Update the job posting from "- Responsible for" up to and including "terms of process.", putting "release engineering teams" wherever "automation teams" appears.
═════ SUPPLIED TEXT ═════
System Monitoring - Lead Engineer:
As a Monitoring Tools engineer, you will be responsible for building and enhancing Monitoring Tools infrastructure for FICO’s cloud & In premise systems. You will be part of a bigger Site Reliability Engineering team responsible for running our 24/7/365 services. Our services are hosted in our data centers as well on AWS. You must have a solid understanding of Enterprise monitoring tools and have an engineering background allowing you to propose and enhance monitoring solutions. You will work closely with our Infrastructure engineering teams as well as our development team which are developing sophisticated log mining tools built using analytics on a big data platform.
- Responsible for creating and implementing system monitoring that will drive to improve the performance and reliability of the FICO cloud solutions
- Ensure the configuration and accuracy of monitoring for existing infrastructure (physical servers, virtual machines, network and hardware)
- Working with members of the infrastructure and development teams to gather requirements and design solutions to meet monitoring needs of new and existing products and services
- Developing key business reports and metrics based on monitoring data
- Work with our automation teams to deliver monitoring as part of our standard builds
- Assist in developing a process to ensure applications are correctly instrumented when developed by our Professional services team or by our customers
- Should have relevant experience to act as SME for Application/Infra/Network Monitoring & identify gaps in terms of process.
- Comfortable with Open Source products.
- Bachelor of Science degree in CS/CE/CIS/MIS or Engineering/Technology or related field or equivalent experience/training.
- 8 + years of experience in implementing & supporting Tools infrastructure for large scale enterprise monitoring center operating on a 24x7 basis.
- Basic understanding of all infrastructure components, including system, storage, networking, security, and their role in an enterprise architecture
- Experience on administration side of Application/Infra/Network monitoring tools such as Zabbix, Nagios, New Relic, AppDynamics, Solarwinds, Oracle OEM, Dynatrace, Splunk, ELK stack.
- Strong Redhat Linux, Oracle/ SQLServer / MySql experience
- Scripting experience with Bash, Shell, Perl, Python or Java
- Demonstrated ability to set a vision and execute on the vision
- Demonstrated analytical skills, efficiently diagnosing issues and implementing or proposing solutions
- Excellent verbal and written communication, including presentation expertise
- Ability to manage conflicting priorities and customer expectations
- Good time management skills, including planning, organizing, and providing status on a variety of tasks, assignments, projects, and reports
- Effective team building and motivational skills
- The role would require work in shift.
═════ DATASET RECORDS ═════
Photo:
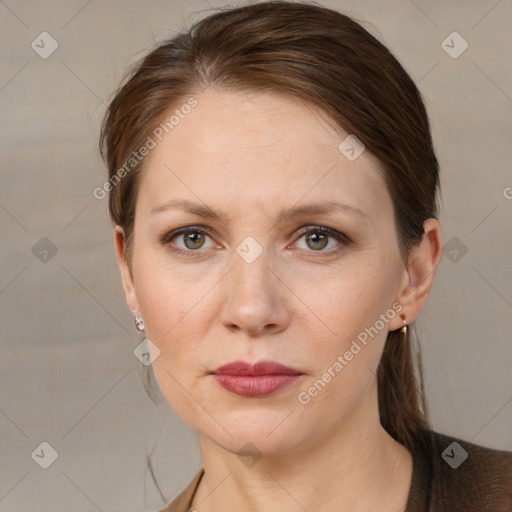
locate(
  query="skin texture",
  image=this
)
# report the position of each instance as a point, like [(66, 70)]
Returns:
[(251, 155)]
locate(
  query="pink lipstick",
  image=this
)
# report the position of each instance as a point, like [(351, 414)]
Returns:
[(255, 380)]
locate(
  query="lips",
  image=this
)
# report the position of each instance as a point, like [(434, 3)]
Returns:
[(255, 380), (259, 368)]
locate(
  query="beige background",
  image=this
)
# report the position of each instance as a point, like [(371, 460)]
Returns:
[(67, 372)]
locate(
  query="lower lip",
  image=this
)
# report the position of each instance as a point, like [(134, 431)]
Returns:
[(255, 386)]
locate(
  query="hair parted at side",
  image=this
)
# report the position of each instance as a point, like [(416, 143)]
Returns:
[(328, 60)]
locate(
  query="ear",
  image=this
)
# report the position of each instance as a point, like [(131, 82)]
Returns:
[(419, 274), (126, 273)]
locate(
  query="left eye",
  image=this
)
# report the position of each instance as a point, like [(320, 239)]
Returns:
[(317, 238)]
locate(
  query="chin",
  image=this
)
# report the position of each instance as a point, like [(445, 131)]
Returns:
[(255, 433)]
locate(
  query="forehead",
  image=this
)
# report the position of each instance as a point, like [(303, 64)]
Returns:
[(257, 150)]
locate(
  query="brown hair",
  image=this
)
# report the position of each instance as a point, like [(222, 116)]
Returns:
[(327, 59)]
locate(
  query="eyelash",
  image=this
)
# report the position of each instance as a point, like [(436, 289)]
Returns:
[(332, 233)]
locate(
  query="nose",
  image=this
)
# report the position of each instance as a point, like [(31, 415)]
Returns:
[(256, 298)]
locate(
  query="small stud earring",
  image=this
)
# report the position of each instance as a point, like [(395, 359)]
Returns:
[(139, 323)]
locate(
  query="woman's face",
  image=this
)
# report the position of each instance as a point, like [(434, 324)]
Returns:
[(252, 284)]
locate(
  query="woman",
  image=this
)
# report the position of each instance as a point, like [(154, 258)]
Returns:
[(273, 187)]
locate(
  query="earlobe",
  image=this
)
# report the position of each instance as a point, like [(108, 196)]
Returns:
[(420, 272), (126, 272)]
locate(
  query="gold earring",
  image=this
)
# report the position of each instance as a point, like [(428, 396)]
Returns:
[(403, 330)]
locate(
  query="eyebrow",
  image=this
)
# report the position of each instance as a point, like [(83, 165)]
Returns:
[(206, 211)]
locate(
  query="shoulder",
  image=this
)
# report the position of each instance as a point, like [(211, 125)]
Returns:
[(183, 502), (467, 476)]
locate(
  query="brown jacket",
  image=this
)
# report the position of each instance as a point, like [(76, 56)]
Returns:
[(449, 475)]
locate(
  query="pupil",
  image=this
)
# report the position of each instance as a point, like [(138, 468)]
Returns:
[(314, 239), (196, 236)]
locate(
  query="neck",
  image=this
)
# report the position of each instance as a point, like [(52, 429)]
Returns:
[(357, 468)]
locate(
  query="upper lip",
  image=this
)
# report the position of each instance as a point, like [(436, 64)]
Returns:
[(259, 368)]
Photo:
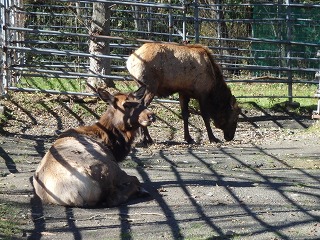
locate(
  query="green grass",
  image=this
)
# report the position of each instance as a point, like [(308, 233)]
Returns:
[(266, 95), (59, 84), (276, 93)]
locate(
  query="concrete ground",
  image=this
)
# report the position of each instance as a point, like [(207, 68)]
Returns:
[(263, 185)]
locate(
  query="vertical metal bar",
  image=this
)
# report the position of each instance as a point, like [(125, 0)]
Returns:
[(170, 20), (2, 59), (288, 49), (5, 41), (196, 21), (184, 34), (219, 28)]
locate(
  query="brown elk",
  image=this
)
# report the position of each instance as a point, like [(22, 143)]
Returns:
[(191, 71), (80, 169)]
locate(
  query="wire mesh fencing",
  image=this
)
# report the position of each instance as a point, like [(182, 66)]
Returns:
[(45, 44)]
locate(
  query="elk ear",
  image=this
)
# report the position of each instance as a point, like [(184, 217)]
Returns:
[(139, 94), (105, 96)]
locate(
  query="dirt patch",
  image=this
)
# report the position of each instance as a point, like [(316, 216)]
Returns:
[(262, 185)]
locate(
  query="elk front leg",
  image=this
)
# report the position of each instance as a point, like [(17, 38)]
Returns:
[(184, 104), (206, 118)]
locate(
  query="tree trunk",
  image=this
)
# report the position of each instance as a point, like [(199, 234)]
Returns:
[(100, 25)]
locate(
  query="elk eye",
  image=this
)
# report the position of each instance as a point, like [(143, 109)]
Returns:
[(128, 105)]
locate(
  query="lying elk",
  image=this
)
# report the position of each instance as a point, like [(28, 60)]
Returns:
[(80, 169), (191, 71)]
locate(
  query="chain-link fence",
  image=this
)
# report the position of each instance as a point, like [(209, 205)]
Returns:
[(45, 44)]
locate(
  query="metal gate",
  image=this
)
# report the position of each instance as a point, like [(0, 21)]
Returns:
[(44, 45)]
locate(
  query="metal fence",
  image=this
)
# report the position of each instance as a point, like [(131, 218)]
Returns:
[(44, 44)]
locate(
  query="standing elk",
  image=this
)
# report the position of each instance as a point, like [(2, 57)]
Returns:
[(191, 71), (81, 167)]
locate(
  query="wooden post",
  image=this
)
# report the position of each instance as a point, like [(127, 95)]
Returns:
[(100, 25)]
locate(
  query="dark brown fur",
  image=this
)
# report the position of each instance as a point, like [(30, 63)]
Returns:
[(80, 169), (191, 71)]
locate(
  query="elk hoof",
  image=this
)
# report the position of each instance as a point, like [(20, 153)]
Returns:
[(215, 140), (143, 193)]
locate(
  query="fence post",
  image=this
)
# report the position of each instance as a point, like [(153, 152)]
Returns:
[(5, 56), (1, 47), (288, 50), (196, 21), (100, 25)]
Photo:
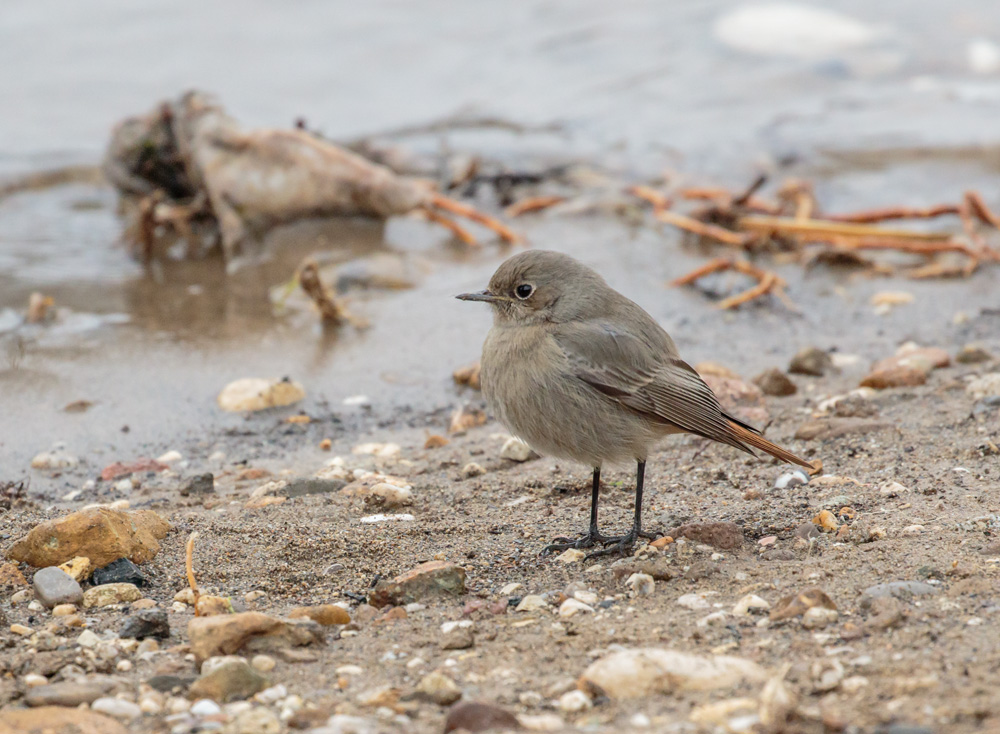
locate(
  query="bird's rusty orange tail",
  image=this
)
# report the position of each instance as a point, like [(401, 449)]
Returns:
[(746, 436)]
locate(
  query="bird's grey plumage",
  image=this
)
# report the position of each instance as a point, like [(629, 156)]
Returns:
[(583, 358)]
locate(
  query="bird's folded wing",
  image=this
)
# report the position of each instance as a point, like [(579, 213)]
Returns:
[(644, 377)]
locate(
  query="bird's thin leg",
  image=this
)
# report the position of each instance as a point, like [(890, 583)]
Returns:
[(593, 535), (625, 543)]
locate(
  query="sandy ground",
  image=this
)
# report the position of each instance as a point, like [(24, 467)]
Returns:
[(927, 661)]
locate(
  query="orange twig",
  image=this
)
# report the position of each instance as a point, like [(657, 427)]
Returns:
[(463, 210), (533, 204), (454, 227)]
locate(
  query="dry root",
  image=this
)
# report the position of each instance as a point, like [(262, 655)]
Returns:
[(331, 309), (748, 222), (767, 281)]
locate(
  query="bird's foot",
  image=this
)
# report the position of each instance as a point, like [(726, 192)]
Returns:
[(587, 540)]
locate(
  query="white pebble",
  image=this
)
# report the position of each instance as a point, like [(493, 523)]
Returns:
[(573, 701), (117, 708), (640, 584), (205, 707), (571, 607)]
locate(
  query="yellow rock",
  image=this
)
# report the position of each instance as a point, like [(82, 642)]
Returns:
[(79, 568), (101, 534), (325, 614), (253, 393)]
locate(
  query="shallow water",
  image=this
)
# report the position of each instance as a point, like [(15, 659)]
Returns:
[(638, 87)]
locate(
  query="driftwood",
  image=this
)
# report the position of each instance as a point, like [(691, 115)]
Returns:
[(189, 169), (750, 223)]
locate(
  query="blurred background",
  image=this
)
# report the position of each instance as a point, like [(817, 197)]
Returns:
[(875, 104)]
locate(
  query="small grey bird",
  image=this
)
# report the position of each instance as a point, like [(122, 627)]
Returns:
[(580, 372)]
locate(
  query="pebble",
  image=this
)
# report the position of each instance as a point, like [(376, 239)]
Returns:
[(750, 604), (811, 361), (205, 707), (53, 586), (472, 469), (775, 382), (571, 607), (146, 623), (211, 636), (573, 702), (117, 708), (263, 663), (252, 394), (100, 533), (972, 354), (233, 680), (640, 584), (439, 688), (433, 579), (256, 720), (324, 614), (108, 594), (87, 638), (515, 449), (459, 637), (55, 460), (693, 602), (79, 568), (531, 603), (639, 672), (478, 717), (819, 617), (794, 478), (897, 589), (571, 555), (796, 605)]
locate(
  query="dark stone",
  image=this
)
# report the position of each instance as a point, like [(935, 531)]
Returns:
[(306, 485), (147, 623), (811, 361), (200, 484), (170, 683), (474, 716), (122, 571)]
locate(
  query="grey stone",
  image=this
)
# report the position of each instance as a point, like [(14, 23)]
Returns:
[(305, 485), (54, 586), (66, 693), (147, 623), (896, 589)]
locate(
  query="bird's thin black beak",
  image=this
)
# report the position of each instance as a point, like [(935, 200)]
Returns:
[(480, 296)]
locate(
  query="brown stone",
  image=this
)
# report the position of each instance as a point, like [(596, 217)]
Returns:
[(475, 717), (827, 428), (232, 681), (428, 580), (882, 379), (11, 577), (924, 359), (721, 535), (795, 605), (101, 534), (254, 631), (775, 382), (57, 720), (324, 614)]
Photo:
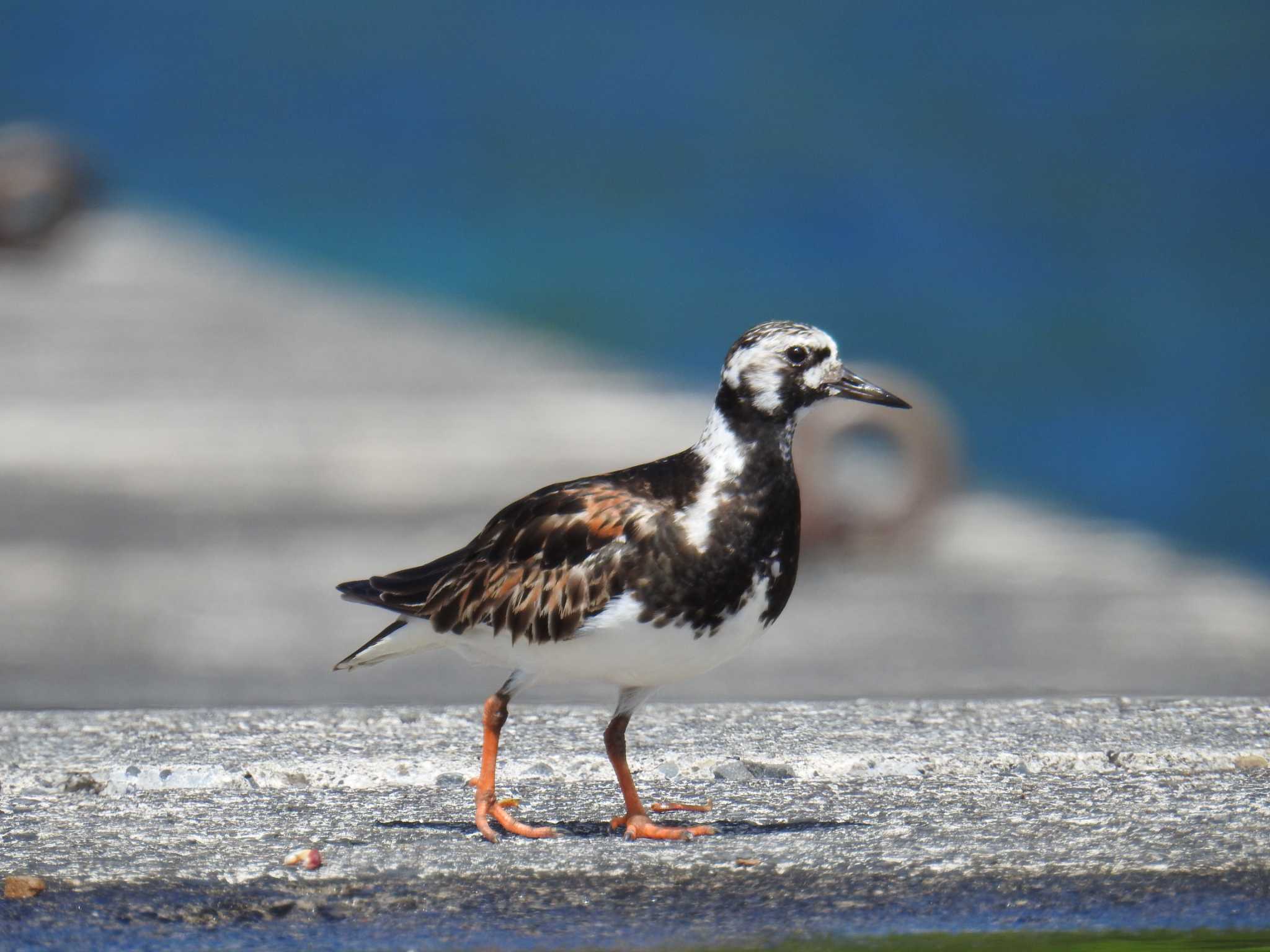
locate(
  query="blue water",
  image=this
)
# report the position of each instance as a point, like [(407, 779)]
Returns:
[(717, 909), (1060, 215)]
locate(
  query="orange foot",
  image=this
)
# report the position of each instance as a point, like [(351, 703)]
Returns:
[(639, 827), (488, 806), (670, 808)]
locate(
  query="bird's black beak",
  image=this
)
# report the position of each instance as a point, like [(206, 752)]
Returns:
[(854, 387)]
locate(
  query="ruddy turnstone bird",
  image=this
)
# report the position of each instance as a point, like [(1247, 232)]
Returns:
[(637, 578)]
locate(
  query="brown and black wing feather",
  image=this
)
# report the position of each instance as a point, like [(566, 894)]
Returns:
[(539, 569)]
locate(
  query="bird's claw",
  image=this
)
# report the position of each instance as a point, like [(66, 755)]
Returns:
[(639, 827)]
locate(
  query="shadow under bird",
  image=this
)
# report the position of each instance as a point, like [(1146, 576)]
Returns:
[(637, 578)]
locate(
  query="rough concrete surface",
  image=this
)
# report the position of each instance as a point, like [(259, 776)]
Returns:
[(855, 816)]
═════
WORKED SOLUTION
- Responsible for creating and implementing system monitoring that will drive to improve the performance and reliability of the FICO cloud solutions
- Ensure the configuration and accuracy of monitoring for existing infrastructure (physical servers, virtual machines, network and hardware)
- Working with members of the infrastructure and development teams to gather requirements and design solutions to meet monitoring needs of new and existing products and services
- Developing key business reports and metrics based on monitoring data
- Work with our release engineering teams to deliver monitoring as part of our standard builds
- Assist in developing a process to ensure applications are correctly instrumented when developed by our Professional services team or by our customers
- Should have relevant experience to act as SME for Application/Infra/Network Monitoring & identify gaps in terms of process.